▸ Document segment

******

Meanwhile, at the other end of the hall, Don Grimes and Larry Williams were investigating the use of water potential as a means to quantify water status, or the amount of water present in a plant system relative to its health.[3] This was laborious work involving a fifty pound “pressure bomb” developed by Frederick Scholander. The contraption imposes unimaginable pressure on a tiny leaf captured in a heavy duty steel chamber by pushing water out backwards towards the stem.
Brian Cleary, maker of the first commercial pressure bomb, in 1967 (source)
In the best spirit of Cooperative Extension, we now had an adjustable valve to grow better grapes, combined with the discovery of a ‘thermostat’ one could manipulate to achieve a target water status. Thus was born a minor industry of interns and highly trained professionals alike driving up and down California, peering through a tiny magnifying glass at bubbles emerging from the butt end of a leaf, hoping to God that the thing would not blow up (none ever did).
We have learned a lot of things about water potential in plants since those days, both complicated and not — from imploding cells, to stomatal valves, to movement in the soil, and all that.[4] But, back in 1990, Williams and Matthews together wrote a book chapter that pointed out, “By taking into account diurnal variation in radiation, temperature, and leaf-to-air vapor difference, 75 to 96% of the variation in leaf water potential could be explained in a linear model.”[5] As a data analytics company, we at Arable could only interpret this one way: Challenge accepted.
So last year, we took piles of pressure bomb readings (Mark Greenspan, an alumnus of Matthews’s lab, contributed a great deal as well). We plotted these against measurements by the Arable Mark and found that, sure enough, it’s true!

******

▸ Data listing
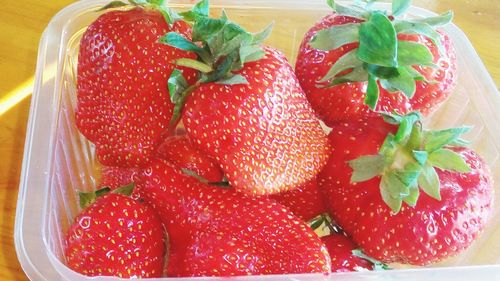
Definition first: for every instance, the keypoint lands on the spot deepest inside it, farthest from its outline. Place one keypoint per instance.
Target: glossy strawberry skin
(346, 101)
(264, 134)
(123, 105)
(304, 201)
(233, 233)
(340, 249)
(427, 233)
(179, 151)
(116, 236)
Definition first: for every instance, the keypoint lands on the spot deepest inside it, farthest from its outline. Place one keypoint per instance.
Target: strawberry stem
(380, 58)
(407, 160)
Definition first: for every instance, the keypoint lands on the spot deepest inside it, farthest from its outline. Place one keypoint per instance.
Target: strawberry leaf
(331, 3)
(408, 176)
(346, 62)
(180, 42)
(366, 167)
(411, 53)
(406, 126)
(434, 140)
(412, 197)
(335, 36)
(357, 74)
(389, 189)
(420, 156)
(170, 16)
(377, 41)
(112, 5)
(233, 80)
(408, 27)
(446, 159)
(125, 190)
(156, 2)
(176, 85)
(429, 182)
(88, 198)
(399, 7)
(372, 92)
(200, 66)
(403, 82)
(377, 265)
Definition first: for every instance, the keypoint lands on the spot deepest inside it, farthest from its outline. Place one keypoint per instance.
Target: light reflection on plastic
(17, 95)
(14, 97)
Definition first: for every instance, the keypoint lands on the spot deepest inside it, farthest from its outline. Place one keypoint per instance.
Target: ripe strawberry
(355, 60)
(304, 201)
(123, 105)
(216, 231)
(247, 111)
(179, 151)
(371, 173)
(116, 236)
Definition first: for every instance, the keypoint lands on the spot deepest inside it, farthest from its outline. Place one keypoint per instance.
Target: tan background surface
(21, 25)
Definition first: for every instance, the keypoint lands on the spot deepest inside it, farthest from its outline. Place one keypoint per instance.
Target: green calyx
(407, 160)
(376, 264)
(191, 173)
(222, 48)
(323, 225)
(380, 58)
(88, 198)
(161, 5)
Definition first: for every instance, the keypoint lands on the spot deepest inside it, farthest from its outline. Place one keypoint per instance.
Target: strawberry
(122, 102)
(216, 231)
(116, 236)
(356, 60)
(179, 151)
(304, 201)
(374, 180)
(247, 110)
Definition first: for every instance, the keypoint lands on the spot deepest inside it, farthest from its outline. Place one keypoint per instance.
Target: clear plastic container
(58, 160)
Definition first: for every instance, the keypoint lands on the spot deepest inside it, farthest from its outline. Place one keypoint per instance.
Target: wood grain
(21, 25)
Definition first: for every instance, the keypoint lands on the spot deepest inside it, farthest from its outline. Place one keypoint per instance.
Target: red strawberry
(123, 105)
(369, 176)
(304, 201)
(248, 111)
(371, 62)
(116, 236)
(179, 151)
(215, 231)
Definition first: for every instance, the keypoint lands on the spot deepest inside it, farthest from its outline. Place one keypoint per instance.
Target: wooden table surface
(21, 25)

******

▸ Actions to take
a - Answer these from the text on plant water potential:
(i) Who developed the fifty pound "pressure bomb"?
(ii) In what year did Williams and Matthews write their book chapter together?
(iii) According to that chapter, what share of the variation in leaf water potential could a linear model explain?
b - Extend the text on plant water potential, starting after its last sentence.

▸ Written answers
a -
(i) Frederick Scholander
(ii) 1990
(iii) 75 to 96%

b -
There’s a few ways into it, but the short story is that with good knowledge of net radiation (Rn) and the leaf-to-air temperature difference, leaf water potential can be back-calculated. With a couple automatic measurements taken as the sun rises and the leaves warm up, one can determine what the pre-dawn water potential is, which can be used as a proxy for the soil water potential.
Arable certainly didn’t invent taking leaf temperatures. But we’re proud to be the first to bring all these measurements together into one simple device, standing sentinel through gloom of night to monitor vine stress on every block, seven days a week, in all weather. I know many of us have fond memories of being up at 4am taking pressure bomb readings, but this is one of those areas of life where up to 95% accuracy is worth a good night’s sleep.
Adam Wolf is the CEO of Arable Labs, Inc.
References:
-
Matthews M.A., Anderson M.M. (1988) Fruit ripening in Vitis vinifera L.: responses to seasonal water deficits. Amer J Enol Vitic, 39, pp. 313–320.
-
Matthews M.A., Ishii R., Anderson M.M., and O’Mahony M. (1990) Dependence of Wine Sensory Attributes on Vine Water Status. J Sci Food Agric, 51, pp. 321–335.
-
Grimes, D.W. and Williams, L.E. (1990) Irrigation effects on plant water relations and productivity of Thompson Seedless grapevines. Crop Science, 30(2), pp. 255–260.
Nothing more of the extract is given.